Os atractivos das Furnas são diversos. Desde as fumarolas onde
se cozinha o famoso cozido, às diferentes nascentes de água que os turistas
gostam de provar, ao Parque Terra Nostra que foi considerado um dos mais
bonitos do mundo pela revista da especialidade Condé Nast, ao Spa a céu aberto
que é a Poça da Dona Beija, passando pelos tradicionais bolos lêvedos, são
muitas as razões para visitar as Furnas.
Quem ali mora diz que vir a São Miguel e não visitar as Furnas
“é como ir a Roma e não ver o Papa”, como diz o ditado. E com a liberalização
do espaço aéreo e a vinda de companhias aéreas de baixo custo, toda a economia
regional tem aumentado e as Furnas não são excepção.

====================

[Objetivo do exercício] Continue, por favor, o texto sobre as Furnas a partir do ponto em que termina. Os itens que se seguem não têm qualquer relação com o texto sobre as Furnas.

[Material]

====================

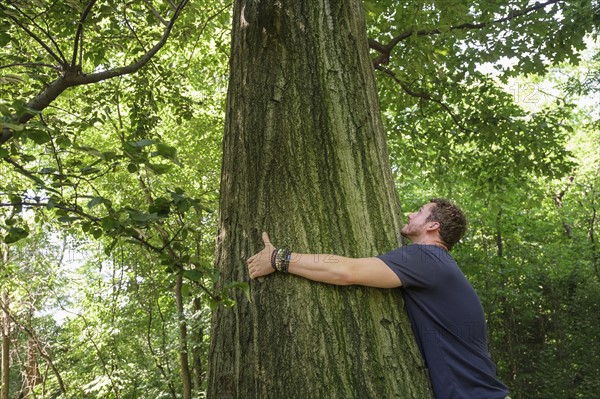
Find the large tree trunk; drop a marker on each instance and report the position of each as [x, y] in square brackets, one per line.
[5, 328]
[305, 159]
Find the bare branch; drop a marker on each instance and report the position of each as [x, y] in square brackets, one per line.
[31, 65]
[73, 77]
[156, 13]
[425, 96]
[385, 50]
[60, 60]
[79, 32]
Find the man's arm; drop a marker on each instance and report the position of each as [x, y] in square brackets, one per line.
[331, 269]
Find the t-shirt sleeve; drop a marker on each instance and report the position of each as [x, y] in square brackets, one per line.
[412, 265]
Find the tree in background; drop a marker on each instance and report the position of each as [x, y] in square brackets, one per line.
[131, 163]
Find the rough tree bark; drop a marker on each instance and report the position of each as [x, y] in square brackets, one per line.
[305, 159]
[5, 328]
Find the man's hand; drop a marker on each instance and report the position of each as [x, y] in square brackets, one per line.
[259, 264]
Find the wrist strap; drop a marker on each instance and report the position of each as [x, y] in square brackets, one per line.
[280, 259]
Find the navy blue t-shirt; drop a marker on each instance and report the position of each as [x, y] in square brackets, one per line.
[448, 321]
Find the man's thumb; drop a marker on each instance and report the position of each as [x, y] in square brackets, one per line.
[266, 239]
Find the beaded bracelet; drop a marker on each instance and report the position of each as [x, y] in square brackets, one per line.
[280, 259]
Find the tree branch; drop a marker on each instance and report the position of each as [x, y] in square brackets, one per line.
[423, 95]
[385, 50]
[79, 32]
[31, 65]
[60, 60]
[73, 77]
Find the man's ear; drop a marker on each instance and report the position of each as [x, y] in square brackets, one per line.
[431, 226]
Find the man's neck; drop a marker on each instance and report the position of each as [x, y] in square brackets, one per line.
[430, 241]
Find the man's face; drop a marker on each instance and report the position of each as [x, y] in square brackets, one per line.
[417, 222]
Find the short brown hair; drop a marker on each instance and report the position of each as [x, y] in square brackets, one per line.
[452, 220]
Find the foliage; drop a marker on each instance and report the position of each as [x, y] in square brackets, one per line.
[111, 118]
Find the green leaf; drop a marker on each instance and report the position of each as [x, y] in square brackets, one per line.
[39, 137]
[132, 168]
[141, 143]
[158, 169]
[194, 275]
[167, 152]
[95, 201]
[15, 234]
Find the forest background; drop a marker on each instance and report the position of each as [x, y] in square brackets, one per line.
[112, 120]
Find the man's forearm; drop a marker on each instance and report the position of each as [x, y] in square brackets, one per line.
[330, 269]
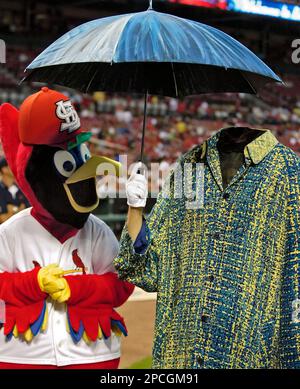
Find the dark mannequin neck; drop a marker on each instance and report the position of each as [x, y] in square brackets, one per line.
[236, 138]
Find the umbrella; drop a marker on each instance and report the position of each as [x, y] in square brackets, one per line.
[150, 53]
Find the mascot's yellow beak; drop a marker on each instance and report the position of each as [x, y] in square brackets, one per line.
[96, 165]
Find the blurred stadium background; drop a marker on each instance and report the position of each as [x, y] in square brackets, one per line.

====================

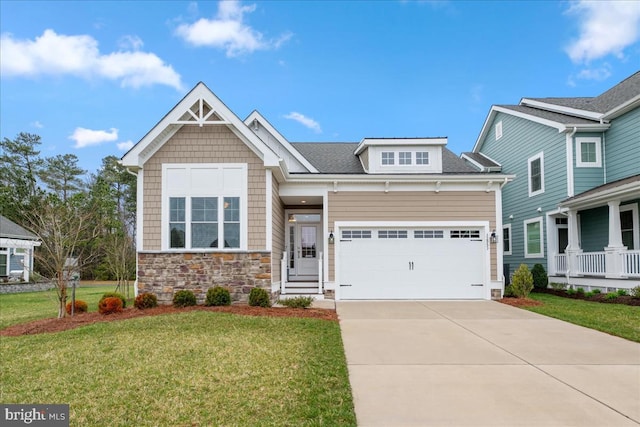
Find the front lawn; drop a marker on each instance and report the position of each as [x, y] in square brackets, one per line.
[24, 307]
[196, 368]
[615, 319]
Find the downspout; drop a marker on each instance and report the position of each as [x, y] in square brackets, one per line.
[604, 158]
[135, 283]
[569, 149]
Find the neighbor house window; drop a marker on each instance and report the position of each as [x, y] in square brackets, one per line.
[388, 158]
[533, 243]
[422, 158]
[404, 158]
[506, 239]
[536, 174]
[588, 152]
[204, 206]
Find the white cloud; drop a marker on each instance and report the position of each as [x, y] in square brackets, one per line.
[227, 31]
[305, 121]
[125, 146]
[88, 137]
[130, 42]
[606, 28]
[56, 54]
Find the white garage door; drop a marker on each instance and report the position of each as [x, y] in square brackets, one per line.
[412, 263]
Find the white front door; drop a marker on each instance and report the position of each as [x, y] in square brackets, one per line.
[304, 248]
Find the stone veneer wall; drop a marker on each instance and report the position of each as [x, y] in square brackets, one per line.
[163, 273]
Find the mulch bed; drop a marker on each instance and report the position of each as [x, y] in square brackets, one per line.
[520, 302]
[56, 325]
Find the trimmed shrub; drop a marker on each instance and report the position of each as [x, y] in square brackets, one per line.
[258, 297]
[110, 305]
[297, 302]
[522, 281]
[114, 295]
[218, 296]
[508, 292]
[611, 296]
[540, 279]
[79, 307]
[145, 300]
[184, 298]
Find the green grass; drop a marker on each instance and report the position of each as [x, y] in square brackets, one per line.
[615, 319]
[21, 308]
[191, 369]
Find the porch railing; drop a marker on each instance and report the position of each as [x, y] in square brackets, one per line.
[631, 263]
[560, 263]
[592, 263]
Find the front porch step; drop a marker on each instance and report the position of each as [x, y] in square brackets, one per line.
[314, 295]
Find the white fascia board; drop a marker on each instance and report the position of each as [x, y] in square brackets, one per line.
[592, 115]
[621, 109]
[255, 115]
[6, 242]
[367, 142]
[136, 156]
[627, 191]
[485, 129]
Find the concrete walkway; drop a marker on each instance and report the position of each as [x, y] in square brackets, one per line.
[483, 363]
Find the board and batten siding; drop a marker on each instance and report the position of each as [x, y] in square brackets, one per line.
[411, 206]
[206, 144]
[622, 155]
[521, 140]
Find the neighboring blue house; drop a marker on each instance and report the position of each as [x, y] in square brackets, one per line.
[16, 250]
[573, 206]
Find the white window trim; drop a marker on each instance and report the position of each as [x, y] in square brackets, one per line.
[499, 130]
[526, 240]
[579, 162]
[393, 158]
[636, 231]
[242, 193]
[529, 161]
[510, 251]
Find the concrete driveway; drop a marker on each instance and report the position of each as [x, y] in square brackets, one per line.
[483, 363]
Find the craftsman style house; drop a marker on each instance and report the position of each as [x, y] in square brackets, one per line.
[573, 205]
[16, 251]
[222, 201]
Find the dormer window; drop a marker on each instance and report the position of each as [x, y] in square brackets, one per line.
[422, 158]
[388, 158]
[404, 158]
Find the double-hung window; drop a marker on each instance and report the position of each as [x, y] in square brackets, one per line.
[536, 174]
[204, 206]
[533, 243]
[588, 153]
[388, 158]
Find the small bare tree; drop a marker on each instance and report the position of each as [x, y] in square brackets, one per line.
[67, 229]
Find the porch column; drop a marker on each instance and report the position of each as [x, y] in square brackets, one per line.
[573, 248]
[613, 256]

====================

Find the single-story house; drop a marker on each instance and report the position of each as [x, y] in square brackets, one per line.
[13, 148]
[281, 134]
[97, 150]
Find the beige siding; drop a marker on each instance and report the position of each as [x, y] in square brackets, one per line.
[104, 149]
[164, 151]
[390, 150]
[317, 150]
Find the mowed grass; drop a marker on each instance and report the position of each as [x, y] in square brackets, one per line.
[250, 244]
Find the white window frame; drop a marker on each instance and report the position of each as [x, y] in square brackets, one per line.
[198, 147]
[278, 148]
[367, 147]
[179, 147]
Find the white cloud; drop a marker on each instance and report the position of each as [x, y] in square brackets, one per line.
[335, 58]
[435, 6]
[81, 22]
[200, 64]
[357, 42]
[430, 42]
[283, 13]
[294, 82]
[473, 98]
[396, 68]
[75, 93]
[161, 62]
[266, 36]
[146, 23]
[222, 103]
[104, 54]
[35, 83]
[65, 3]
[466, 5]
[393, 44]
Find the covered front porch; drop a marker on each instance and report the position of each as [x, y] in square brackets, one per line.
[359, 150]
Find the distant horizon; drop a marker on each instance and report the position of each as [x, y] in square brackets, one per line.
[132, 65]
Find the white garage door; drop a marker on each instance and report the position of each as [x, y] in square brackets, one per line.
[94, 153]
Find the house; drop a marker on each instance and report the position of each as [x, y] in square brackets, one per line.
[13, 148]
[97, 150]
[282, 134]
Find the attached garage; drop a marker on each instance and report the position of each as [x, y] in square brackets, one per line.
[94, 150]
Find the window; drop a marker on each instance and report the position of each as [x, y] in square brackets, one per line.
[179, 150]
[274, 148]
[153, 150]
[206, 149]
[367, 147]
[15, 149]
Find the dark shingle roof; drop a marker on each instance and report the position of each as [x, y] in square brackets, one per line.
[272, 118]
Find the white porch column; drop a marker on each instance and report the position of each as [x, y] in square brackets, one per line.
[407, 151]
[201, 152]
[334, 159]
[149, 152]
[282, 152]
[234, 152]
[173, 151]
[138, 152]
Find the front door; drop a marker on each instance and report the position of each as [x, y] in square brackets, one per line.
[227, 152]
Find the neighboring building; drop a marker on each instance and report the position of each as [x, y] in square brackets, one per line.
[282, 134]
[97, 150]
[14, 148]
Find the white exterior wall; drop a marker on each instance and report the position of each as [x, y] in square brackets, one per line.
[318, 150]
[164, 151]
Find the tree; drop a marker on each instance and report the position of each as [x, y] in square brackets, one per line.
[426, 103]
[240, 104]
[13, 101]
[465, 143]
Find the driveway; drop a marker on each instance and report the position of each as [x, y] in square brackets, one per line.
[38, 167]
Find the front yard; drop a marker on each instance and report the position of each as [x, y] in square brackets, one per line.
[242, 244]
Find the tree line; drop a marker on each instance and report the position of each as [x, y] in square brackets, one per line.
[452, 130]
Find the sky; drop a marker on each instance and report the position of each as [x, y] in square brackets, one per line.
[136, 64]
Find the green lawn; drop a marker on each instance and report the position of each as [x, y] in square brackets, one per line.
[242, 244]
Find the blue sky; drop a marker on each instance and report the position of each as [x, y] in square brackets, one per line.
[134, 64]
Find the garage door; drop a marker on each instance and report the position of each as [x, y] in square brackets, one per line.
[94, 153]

====================

[Resposta à tarefa]
No Verão quase que este aumento não pode ser contabilizado, uma
vez que é na época alta que a freguesia do concelho da Povoação se enche mais
de turistas. Mas depois de começar o ano escolar era notório um grande
decréscimo na procura das Furnas, mas com os voos a baixo custo, empresários e
comerciantes garantem que o fluxo de turismo se mantém constante, mesmo depois
do início de Setembro quando geralmente arranca o ano escolar e as viagens em
família ficam para outras alturas.
Os turistas gostam de visitar as caldeiras, mesmo junto à lagoa,
e nem o pacote de taxas que foi implementado a 1 de Março de 2015, os impede de
ver como é que o interior da terra consegue cozinhar como se de um fogão se
tratasse. A maior parte dos turistas aceita o pagamento da entrada, embora
considere que é uma sobreposição depois também o pagamento do estacionamento,
mesmo junto à lagoa. Quanto à cobrança para serem usadas as covas onde são
feitos os cozidos, os turistas confessam não terem opinião já que como estão de
visita não fazem uso das covas, mas acreditam ser uma forma de controlar o
espaço que, dizem, deve ser mantido.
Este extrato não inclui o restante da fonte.